Saved data entries:

- Opening Delimiter -

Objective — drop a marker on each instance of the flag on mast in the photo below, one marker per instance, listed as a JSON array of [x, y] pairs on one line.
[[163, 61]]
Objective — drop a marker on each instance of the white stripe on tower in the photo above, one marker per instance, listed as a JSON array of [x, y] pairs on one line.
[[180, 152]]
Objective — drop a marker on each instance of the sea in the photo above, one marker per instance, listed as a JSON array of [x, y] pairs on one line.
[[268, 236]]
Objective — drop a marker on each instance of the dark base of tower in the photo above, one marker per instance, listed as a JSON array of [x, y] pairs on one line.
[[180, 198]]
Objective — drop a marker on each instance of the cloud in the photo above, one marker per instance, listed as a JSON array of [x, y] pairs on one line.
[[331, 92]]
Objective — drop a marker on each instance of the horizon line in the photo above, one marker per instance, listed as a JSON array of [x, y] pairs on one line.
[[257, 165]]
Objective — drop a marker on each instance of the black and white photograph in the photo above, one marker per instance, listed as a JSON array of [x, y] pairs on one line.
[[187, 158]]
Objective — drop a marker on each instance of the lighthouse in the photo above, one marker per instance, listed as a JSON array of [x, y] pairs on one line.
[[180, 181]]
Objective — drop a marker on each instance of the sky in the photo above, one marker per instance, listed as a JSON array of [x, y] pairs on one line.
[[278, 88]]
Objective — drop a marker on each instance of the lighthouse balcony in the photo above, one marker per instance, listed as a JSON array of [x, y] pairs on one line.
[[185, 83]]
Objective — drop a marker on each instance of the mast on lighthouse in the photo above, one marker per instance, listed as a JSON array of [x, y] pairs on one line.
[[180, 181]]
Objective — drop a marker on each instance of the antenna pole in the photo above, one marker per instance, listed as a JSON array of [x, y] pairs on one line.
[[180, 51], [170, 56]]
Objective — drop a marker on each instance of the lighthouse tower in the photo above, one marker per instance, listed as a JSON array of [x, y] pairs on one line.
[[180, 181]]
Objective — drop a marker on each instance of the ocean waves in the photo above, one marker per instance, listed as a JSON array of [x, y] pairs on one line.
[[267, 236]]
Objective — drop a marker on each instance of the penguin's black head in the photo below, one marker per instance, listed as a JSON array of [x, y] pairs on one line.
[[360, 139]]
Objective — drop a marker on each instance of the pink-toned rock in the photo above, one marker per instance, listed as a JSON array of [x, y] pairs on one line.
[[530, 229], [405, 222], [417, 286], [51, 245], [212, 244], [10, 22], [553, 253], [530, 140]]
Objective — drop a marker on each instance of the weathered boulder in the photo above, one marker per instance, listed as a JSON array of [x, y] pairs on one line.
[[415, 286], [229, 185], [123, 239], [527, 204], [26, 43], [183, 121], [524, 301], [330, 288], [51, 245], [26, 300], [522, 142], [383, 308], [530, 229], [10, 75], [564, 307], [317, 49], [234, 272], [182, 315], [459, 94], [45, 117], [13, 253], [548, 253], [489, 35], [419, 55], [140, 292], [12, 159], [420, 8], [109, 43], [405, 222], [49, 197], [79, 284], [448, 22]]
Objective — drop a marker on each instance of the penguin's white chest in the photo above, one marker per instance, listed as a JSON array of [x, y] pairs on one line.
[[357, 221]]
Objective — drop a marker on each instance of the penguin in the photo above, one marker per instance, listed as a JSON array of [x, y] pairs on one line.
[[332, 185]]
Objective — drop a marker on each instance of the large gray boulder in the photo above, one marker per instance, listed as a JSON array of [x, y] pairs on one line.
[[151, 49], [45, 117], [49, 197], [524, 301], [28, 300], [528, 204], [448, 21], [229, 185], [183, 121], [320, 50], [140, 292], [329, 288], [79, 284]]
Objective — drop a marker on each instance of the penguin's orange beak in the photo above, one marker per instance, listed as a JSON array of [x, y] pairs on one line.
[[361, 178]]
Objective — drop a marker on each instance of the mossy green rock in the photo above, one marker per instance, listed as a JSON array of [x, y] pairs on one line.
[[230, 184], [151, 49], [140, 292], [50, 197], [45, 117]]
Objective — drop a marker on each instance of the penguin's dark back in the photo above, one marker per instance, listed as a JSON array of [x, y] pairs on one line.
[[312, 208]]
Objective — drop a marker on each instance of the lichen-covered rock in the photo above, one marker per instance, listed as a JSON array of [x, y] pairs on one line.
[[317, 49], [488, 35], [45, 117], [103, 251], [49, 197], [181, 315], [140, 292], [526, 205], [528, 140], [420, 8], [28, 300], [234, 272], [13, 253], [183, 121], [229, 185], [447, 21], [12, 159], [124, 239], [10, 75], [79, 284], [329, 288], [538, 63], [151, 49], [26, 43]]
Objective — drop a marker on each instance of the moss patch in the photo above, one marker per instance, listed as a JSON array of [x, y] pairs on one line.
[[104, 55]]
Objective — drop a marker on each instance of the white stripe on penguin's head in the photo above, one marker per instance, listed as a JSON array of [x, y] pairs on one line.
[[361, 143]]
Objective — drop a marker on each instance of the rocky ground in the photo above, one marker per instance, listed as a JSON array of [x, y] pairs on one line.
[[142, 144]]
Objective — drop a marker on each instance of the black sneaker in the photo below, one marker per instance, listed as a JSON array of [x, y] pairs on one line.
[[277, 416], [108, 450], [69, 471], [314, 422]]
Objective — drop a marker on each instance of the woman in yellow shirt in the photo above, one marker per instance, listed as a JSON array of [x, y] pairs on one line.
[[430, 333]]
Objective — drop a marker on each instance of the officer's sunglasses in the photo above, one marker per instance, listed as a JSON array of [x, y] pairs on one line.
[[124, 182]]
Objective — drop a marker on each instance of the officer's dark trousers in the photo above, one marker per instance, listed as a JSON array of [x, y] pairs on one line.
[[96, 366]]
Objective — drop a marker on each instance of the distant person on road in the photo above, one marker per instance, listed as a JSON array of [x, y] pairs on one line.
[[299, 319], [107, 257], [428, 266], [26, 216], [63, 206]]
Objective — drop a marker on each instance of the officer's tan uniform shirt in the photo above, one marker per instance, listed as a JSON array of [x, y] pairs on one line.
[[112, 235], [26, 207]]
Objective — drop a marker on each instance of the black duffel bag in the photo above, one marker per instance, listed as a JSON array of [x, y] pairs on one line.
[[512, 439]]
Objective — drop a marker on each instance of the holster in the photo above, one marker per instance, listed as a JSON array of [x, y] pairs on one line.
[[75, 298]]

- Closing Delimiter -

Restate all of the entries exactly, please.

### Your solution:
Objective — drop a marker on each instance of the flag on mast in the photo below, one marker per instance, listed as a JSON array of [x, y] pairs on one line.
[[163, 61]]
Objective — drop a marker on each instance of the white stripe on tower in the photo above, one marker per instance, listed as a JSON array of [x, y] pairs on one line.
[[180, 152]]
Objective — drop a marker on each instance of the sea in the photo above, one marker per instance, listed as a JSON array of [x, y] pairs on one line.
[[268, 236]]
Objective — drop a marker on each instance of the dark base of tower in the photo above, one marker per instance, listed as a JSON array of [x, y] pairs on one line.
[[180, 198]]
Objective — drop a marker on each instance of the cloud in the photo above, one marker per instance, listed as a JSON array of [x, y] pairs on one line.
[[331, 92]]
Objective — drop a marker on each instance of the horizon line in the photo above, one marker per instance, listed as a JSON array of [x, y] pairs on one line.
[[257, 165]]
Objective — drop a marker on each instance of the black and white photograph in the photo above, one marker per instance, listed as a JSON array of [x, y] pairs on one line.
[[187, 158]]
Objective — drop a marker on each instance of the lighthouse in the photo above, one marker per instance, listed as a JSON array of [x, y] pairs on one line.
[[180, 181]]
Objective — drop a marker on each instance of the sky in the photo above, one marker per instance, listed as a JSON array of [x, y] pairs on one line.
[[278, 88]]
Objective — drop a marker on each instance of the lighthouse balcony in the photo above, one marker per instance, listed as a JSON array of [x, y] pairs on one line.
[[185, 83]]
Objective — drop a marker on each instance of the mast on lighthouse in the photo above, one marker per instance, listed as a JSON array of [x, y] pairs on one line.
[[180, 181]]
Objective — drop a marker on each instance of the antenna pole in the photo above, one marker per instance, listed as a JSON array of [x, y] pairs on one line.
[[180, 51], [170, 56]]
Objective — drop a marker on each instance of the lighthouse tower in the photo above, one marker per instance, listed as a JSON array of [x, y] pairs on one line.
[[180, 181]]
Objective — drop a marker on each instance of the ocean waves in the photo above, one marker per instance, listed as a JSON array of [x, y] pairs on one line.
[[267, 236]]
Objective — drop a marker on each instance of the penguin's black head in the photo below, one marker per instance, listed as a JSON array of [x, y] pairs on one line.
[[360, 139]]
Objective — drop a marker on each instance of the pink-toned rock in the photo above, one marker per instance, listed as a JSON array of [x, y] pairs on one line.
[[530, 229], [405, 222], [417, 286], [51, 245], [212, 244], [10, 22], [553, 253], [530, 140]]
Objective — drop a marker on each instance of the weathered boulder in the photo above, one marker per instance, listed as a JSON array of [x, y] pairs on one line.
[[415, 286], [229, 185], [123, 239], [527, 204], [26, 43], [183, 121], [524, 301], [330, 288], [51, 245], [26, 300], [522, 142], [383, 308], [530, 229], [10, 75], [564, 307], [317, 49], [234, 272], [182, 315], [459, 94], [45, 117], [13, 253], [548, 253], [489, 35], [419, 55], [140, 292], [12, 159], [420, 8], [109, 43], [405, 222], [49, 197], [79, 284], [448, 22]]
Objective — drop a marker on each instance of the penguin's white chest in the photo above, one marker per instance, listed as a JSON array of [x, y] pairs on one line.
[[357, 221]]
Objective — drop a marker on each instance of the penguin in the photo above, one marker per instance, listed as a JSON array of [x, y] pairs on one line.
[[332, 185]]
Objective — drop a marker on each instance of the large gray boulder in the photo above, one marker per instance, listed as a JSON array of [x, y] pairs on one line.
[[151, 49], [45, 117], [49, 197], [524, 301], [28, 300], [528, 204], [448, 21], [229, 185], [183, 121], [320, 50], [140, 292], [329, 288], [79, 284]]
Objective — drop a marker on each instance of the penguin's orange beak in the photo above, one marker per instance, listed as a JSON array of [x, y] pairs on one line.
[[361, 178]]
Objective — drop a marker on each instance of the mossy green rock in the photo above, one marker per instance, listed as a JSON array of [x, y] pairs on one line.
[[230, 184], [151, 49], [140, 292], [50, 197], [45, 117]]
Objective — drop a marker on each instance of the penguin's dark back in the photo above, one marker per instance, listed as a JSON array of [x, y] pairs on one line.
[[312, 208]]
Objective — drop a marker on each instance of the lichen-covered rock in the photo above, one marker per instance, listed as a JSON array of [x, y] pairs on one line.
[[317, 49], [488, 35], [45, 117], [103, 251], [49, 197], [181, 315], [140, 292], [526, 205], [528, 140], [420, 8], [28, 300], [234, 272], [13, 253], [183, 121], [229, 185], [447, 21], [12, 159], [124, 239], [10, 75], [79, 284], [329, 288], [538, 63], [151, 49], [26, 43]]
Objective — drop a marker on each instance of the moss patch in the photo above, one marker per instance, listed as a JSON array of [x, y] pairs on one line.
[[104, 55]]
Objective — drop a marker on each instance of the white stripe on penguin's head in the photo above, one marker per instance, listed as a JSON array of [x, y] pairs on one line.
[[361, 143]]
Objective — drop a marker on each instance of the rocky ground in the photo above, one marker per instance, listed as a JSON array of [x, y] pairs on one line.
[[142, 144]]
Objective — drop a marker on each instance of the black sneaker in the photo below, one marker per instance, listed as a JSON array of [x, y] pairs on one line.
[[277, 416], [108, 450], [69, 471], [314, 422]]
Objective — drop a marker on each instance of the woman in yellow shirt in the photo above, one marker per instance, listed as a JSON array of [x, y] pairs on one line.
[[430, 333]]
Objective — drop a marker on each instance of the officer's sunglasses in the photo above, one marker per instance, listed as a JSON array of [x, y] pairs on one line.
[[124, 182]]
Objective — drop a marker on each instance of the officer's dark trousers in the photo above, one marker per instance, listed as a JSON array of [x, y] pairs on one line.
[[96, 366]]
Objective — drop a marker on each instance of the distant person on road in the photo above, one marker per instance, listed as a JSON array of [x, y] pairs on one line.
[[299, 319], [107, 257], [428, 266], [26, 216], [63, 206]]
Objective — drop a marker on each instance of the officer's tan uniform shirt in the photo above, one marker per instance, listed as a JSON array of [x, y] pairs on one line.
[[112, 235], [26, 207]]
Objective — drop a marker on each instance of the black duffel bag in the photo above, one marker per instance, listed as a JSON array of [x, y] pairs on one line.
[[512, 439]]
Objective — drop a marker on each instance of the holster in the photo above, one marker per instance, listed as a JSON array of [x, y] pairs on one line.
[[75, 298]]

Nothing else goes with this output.